── RECORDS FOR PROCESSING ──
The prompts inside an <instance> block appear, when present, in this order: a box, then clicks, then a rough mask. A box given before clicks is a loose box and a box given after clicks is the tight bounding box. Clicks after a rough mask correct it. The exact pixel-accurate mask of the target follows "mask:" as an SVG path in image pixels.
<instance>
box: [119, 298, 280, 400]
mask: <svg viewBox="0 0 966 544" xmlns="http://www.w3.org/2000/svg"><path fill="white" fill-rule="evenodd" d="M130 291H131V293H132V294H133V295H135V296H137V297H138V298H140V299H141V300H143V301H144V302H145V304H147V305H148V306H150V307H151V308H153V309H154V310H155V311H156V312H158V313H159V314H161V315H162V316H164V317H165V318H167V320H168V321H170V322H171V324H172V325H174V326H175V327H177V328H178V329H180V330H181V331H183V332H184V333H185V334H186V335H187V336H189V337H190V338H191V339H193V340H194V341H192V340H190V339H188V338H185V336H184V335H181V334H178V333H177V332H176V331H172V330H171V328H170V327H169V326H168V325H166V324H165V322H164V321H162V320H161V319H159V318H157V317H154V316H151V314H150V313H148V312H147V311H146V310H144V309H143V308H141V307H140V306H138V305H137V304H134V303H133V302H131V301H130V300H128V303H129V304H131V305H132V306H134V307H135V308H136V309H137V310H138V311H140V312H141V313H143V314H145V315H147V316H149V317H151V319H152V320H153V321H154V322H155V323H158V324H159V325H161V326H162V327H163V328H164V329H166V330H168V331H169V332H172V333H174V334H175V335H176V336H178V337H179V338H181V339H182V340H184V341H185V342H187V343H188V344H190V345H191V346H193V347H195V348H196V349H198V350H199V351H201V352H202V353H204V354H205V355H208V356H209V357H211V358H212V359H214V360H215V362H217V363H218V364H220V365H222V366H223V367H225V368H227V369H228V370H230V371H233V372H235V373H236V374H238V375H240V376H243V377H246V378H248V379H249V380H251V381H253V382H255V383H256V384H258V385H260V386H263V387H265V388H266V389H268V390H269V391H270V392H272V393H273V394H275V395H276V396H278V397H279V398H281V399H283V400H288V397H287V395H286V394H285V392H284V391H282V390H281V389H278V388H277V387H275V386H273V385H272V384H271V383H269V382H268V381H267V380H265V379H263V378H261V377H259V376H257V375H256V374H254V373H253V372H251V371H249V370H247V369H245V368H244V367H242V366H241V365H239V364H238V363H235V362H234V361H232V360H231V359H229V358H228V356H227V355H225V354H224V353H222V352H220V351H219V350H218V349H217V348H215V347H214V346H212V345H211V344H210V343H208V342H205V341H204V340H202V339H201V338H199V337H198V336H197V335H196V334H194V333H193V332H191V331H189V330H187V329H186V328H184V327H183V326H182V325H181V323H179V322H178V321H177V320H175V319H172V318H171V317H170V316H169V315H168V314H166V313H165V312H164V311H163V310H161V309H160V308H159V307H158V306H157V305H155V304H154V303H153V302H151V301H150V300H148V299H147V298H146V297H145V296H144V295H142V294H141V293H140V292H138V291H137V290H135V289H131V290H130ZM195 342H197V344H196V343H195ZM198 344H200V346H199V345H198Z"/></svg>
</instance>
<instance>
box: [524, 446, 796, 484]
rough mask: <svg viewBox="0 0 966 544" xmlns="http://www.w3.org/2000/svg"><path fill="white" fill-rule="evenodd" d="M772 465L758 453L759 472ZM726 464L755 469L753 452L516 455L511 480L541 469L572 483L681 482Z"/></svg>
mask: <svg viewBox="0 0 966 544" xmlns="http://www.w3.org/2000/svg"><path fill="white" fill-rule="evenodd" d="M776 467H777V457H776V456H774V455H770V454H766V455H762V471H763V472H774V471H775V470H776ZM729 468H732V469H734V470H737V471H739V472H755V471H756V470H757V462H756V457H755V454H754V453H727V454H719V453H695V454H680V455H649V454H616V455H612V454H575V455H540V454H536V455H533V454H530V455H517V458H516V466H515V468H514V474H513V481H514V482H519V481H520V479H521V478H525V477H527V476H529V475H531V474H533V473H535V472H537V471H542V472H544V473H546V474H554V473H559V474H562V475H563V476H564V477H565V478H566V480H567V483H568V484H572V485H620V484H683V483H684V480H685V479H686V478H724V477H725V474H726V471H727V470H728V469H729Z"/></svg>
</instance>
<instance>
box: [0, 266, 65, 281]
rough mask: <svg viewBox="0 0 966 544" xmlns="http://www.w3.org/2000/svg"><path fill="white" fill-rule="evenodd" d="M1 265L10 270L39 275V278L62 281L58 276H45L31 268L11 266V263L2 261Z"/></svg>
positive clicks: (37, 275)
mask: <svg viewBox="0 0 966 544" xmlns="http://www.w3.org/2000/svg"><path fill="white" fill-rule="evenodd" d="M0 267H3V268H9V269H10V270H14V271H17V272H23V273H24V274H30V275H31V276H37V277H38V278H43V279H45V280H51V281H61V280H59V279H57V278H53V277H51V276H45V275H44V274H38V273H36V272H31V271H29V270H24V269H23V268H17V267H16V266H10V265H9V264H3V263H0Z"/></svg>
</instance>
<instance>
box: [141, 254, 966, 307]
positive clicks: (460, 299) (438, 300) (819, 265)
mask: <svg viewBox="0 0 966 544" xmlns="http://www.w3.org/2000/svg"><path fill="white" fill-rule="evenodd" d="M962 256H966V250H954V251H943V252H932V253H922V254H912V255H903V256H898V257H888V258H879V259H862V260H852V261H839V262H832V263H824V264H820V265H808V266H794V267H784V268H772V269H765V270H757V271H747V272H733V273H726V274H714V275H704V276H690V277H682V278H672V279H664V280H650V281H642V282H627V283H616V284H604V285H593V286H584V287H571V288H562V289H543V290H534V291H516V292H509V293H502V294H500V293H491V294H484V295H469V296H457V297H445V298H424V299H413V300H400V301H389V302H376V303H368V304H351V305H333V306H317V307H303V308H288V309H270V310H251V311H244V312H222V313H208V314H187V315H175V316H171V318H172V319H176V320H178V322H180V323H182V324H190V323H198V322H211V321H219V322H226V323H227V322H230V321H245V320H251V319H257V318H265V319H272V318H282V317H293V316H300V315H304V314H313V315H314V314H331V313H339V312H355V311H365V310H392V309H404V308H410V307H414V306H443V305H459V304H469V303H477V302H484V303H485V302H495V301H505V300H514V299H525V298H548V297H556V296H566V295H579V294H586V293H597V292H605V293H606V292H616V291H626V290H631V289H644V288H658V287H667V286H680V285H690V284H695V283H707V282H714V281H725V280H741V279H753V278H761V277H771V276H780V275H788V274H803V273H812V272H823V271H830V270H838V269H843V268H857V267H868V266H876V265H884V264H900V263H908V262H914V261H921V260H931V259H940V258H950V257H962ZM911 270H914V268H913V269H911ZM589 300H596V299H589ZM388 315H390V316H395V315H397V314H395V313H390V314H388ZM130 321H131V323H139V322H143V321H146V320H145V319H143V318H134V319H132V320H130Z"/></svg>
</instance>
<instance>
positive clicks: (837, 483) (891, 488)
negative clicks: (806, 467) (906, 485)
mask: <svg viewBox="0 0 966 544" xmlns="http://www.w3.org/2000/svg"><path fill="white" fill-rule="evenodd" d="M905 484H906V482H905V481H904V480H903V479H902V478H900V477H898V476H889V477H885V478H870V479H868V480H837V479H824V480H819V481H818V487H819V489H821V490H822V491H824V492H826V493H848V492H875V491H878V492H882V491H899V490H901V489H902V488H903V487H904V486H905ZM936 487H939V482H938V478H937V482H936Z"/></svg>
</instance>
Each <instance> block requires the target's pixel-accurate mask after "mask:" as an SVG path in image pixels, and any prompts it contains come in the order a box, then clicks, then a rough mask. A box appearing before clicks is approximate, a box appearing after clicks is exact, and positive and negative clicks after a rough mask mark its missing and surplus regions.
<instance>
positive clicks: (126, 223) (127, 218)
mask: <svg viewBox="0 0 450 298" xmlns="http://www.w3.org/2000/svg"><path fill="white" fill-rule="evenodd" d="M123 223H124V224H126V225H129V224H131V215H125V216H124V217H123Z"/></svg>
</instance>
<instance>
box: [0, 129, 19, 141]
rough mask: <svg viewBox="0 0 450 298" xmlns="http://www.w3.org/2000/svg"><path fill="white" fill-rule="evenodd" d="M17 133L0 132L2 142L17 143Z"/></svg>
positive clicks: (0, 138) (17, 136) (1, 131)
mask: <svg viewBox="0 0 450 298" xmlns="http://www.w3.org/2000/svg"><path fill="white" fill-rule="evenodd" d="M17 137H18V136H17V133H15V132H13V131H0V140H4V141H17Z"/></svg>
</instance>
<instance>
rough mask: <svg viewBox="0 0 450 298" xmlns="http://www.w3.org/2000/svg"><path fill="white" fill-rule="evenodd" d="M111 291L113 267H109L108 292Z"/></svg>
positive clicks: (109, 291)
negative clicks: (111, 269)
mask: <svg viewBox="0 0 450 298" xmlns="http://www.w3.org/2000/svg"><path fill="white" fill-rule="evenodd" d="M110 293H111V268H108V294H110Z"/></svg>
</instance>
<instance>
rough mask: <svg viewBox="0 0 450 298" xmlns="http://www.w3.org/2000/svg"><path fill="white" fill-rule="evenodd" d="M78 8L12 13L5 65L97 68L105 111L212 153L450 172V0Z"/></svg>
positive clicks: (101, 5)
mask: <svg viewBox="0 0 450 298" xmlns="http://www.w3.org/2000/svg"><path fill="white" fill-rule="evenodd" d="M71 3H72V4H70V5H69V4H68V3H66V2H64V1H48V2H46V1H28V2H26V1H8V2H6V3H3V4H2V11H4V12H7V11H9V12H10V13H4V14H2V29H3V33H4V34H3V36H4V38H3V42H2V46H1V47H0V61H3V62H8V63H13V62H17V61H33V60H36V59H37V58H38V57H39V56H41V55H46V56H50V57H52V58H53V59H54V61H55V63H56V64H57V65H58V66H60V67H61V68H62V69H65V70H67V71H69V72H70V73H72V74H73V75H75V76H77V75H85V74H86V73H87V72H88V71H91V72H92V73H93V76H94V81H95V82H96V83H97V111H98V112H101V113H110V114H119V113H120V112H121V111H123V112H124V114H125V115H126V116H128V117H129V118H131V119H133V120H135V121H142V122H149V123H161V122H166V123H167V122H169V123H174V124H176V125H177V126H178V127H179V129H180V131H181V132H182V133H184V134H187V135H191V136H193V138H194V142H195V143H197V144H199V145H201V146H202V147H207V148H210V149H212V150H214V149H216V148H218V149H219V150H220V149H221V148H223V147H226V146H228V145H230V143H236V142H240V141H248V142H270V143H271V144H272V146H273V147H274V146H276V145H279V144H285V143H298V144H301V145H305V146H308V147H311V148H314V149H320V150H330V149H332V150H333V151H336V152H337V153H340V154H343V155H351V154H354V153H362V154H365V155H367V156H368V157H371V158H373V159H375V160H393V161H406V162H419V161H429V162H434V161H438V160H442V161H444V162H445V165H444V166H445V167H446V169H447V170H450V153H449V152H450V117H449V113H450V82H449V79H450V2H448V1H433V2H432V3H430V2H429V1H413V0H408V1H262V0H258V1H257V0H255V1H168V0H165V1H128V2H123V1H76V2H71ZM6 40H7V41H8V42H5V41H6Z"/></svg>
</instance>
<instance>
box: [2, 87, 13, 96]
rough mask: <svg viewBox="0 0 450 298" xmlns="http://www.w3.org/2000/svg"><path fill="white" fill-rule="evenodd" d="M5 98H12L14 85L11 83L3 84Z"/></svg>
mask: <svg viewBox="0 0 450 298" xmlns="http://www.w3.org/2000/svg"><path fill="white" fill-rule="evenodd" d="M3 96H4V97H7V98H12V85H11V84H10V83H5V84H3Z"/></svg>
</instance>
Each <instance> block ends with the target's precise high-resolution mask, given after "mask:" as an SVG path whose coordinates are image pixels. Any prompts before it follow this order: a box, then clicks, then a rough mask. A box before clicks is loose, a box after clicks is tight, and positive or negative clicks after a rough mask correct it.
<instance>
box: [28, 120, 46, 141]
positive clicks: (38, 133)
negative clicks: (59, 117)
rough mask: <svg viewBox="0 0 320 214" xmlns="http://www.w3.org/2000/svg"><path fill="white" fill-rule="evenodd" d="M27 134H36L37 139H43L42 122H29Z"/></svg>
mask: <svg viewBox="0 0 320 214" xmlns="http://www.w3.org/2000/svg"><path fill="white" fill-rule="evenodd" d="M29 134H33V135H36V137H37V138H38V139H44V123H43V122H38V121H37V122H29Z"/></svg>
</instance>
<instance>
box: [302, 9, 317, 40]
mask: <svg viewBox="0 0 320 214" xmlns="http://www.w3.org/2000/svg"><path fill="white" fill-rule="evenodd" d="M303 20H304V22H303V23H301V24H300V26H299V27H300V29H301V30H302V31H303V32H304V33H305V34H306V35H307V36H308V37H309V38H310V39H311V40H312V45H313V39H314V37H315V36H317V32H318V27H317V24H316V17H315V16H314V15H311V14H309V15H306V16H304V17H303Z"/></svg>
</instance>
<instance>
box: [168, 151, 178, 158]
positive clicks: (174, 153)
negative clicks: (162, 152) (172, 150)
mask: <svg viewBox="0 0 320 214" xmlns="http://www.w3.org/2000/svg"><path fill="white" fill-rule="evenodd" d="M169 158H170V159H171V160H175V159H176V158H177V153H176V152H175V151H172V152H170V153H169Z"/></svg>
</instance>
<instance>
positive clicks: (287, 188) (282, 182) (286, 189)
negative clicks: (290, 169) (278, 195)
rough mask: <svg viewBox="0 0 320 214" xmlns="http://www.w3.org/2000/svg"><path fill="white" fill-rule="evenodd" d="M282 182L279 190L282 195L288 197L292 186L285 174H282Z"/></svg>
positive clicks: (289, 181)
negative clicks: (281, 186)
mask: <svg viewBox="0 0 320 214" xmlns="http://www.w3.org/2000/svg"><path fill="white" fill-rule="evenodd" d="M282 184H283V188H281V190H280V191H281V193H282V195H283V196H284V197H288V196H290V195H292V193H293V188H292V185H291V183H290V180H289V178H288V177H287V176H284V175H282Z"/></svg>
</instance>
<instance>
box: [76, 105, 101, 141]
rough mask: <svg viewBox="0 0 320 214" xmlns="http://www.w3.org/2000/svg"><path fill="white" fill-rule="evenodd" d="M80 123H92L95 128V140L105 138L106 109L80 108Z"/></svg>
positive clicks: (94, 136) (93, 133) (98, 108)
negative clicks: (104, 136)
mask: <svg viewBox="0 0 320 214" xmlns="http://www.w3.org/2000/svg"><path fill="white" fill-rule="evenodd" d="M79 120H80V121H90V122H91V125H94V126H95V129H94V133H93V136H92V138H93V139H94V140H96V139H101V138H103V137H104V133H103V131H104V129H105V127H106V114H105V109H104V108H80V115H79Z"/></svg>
───
ACTIVITY:
Check every line of the data above for the string "correct", and copy those that have it.

YOUR RESPONSE:
The prompts inside an <instance> block appear, when present, in this order: a box, then clicks, then a rough mask. A box given before clicks is a loose box and a box given after clicks is the tight bounding box. Clicks after a rough mask correct it. The exact pixel-accurate mask of the target follows "mask:" as an SVG path in image pixels.
Each <instance> block ends with the target's precise high-resolution mask, given after "mask:" as an SVG path whose coordinates are image pixels. Any prompts before it follow this order: a box, then clicks, then a rough mask. A box before clicks is loose, a box after clicks is tight, and positive or negative clicks after a rough mask correct it.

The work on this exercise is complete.